• [INFORMATION SHOWN]:
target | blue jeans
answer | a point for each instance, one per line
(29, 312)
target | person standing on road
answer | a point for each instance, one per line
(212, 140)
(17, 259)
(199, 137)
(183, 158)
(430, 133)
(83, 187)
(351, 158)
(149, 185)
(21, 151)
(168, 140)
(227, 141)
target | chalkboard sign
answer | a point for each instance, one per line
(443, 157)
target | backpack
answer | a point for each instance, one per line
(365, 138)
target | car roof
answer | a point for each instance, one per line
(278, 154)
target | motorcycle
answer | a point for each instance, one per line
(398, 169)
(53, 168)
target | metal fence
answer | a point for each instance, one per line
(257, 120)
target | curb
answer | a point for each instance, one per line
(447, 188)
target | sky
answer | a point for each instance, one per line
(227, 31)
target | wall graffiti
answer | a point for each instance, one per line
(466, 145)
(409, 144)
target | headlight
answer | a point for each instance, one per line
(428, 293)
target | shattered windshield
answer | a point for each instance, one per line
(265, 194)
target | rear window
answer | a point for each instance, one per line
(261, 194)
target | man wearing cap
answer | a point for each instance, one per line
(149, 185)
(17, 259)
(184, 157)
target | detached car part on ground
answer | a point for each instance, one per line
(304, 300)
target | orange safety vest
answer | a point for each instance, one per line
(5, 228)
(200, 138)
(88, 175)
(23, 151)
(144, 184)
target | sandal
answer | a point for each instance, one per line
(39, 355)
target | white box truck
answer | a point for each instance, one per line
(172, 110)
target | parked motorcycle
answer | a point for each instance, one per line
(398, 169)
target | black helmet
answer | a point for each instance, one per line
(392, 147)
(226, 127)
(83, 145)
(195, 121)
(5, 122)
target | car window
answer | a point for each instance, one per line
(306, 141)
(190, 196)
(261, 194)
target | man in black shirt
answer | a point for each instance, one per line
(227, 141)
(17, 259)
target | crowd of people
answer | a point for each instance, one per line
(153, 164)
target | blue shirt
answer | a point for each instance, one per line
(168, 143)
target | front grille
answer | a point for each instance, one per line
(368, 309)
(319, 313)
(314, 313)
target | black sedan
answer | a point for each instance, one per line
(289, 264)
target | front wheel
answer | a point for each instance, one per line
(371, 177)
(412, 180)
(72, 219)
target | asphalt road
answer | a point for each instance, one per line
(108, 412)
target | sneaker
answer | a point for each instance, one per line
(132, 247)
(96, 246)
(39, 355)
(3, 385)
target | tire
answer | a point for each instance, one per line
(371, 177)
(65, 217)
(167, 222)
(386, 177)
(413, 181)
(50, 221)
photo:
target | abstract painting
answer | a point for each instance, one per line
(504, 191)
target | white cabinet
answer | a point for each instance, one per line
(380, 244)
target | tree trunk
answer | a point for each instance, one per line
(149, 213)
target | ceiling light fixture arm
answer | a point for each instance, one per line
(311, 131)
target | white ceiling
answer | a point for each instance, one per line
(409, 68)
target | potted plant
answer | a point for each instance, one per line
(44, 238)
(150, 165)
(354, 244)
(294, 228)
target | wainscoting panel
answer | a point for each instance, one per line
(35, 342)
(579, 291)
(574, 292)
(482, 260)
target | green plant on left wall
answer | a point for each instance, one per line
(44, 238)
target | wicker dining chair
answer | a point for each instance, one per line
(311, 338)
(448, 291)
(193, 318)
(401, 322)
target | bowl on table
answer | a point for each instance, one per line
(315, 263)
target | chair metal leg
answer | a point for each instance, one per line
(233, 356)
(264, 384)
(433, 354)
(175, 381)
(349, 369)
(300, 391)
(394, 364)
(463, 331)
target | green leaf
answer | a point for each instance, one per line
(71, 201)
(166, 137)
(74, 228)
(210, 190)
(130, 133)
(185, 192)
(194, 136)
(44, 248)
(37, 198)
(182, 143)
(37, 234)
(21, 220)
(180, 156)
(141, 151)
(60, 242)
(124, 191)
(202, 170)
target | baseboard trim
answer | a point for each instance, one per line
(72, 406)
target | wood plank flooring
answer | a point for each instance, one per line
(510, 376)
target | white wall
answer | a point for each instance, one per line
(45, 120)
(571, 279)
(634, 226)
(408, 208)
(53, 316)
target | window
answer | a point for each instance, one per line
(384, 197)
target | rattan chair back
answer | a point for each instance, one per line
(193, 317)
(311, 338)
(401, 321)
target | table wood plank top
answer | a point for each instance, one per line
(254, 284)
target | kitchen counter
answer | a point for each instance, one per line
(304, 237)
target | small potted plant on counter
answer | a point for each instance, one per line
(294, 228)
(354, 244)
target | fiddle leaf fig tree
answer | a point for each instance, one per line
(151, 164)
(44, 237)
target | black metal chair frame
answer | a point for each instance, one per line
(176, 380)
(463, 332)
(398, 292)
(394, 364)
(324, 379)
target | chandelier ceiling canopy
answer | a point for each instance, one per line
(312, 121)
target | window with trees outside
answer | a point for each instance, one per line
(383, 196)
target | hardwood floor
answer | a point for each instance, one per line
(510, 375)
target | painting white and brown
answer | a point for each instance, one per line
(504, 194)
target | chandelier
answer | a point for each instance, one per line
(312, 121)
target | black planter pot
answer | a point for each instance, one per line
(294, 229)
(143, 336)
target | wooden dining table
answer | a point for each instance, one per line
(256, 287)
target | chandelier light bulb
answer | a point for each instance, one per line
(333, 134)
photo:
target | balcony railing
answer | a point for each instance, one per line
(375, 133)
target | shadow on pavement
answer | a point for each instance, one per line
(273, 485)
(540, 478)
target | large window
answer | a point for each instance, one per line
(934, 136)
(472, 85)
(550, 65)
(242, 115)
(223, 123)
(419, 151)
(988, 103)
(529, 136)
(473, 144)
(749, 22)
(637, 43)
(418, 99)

• [TASK DETAILS]: Reproduce the data verbatim, starting at the line that contains "target | chandelier light bulb" and continuing through the final line of the data, both included.

• [RESULT]:
target | chandelier light bulb
answer | a point for each instance, one per line
(333, 134)
photo:
target | balcony railing
answer | a point for each instance, one per line
(375, 133)
target | shadow on pavement
answer | a point for each instance, one per line
(273, 485)
(540, 478)
target | large window
answer | a point for each instance, one per line
(934, 136)
(472, 85)
(550, 65)
(242, 115)
(223, 123)
(419, 151)
(988, 103)
(529, 136)
(473, 144)
(749, 22)
(637, 43)
(418, 99)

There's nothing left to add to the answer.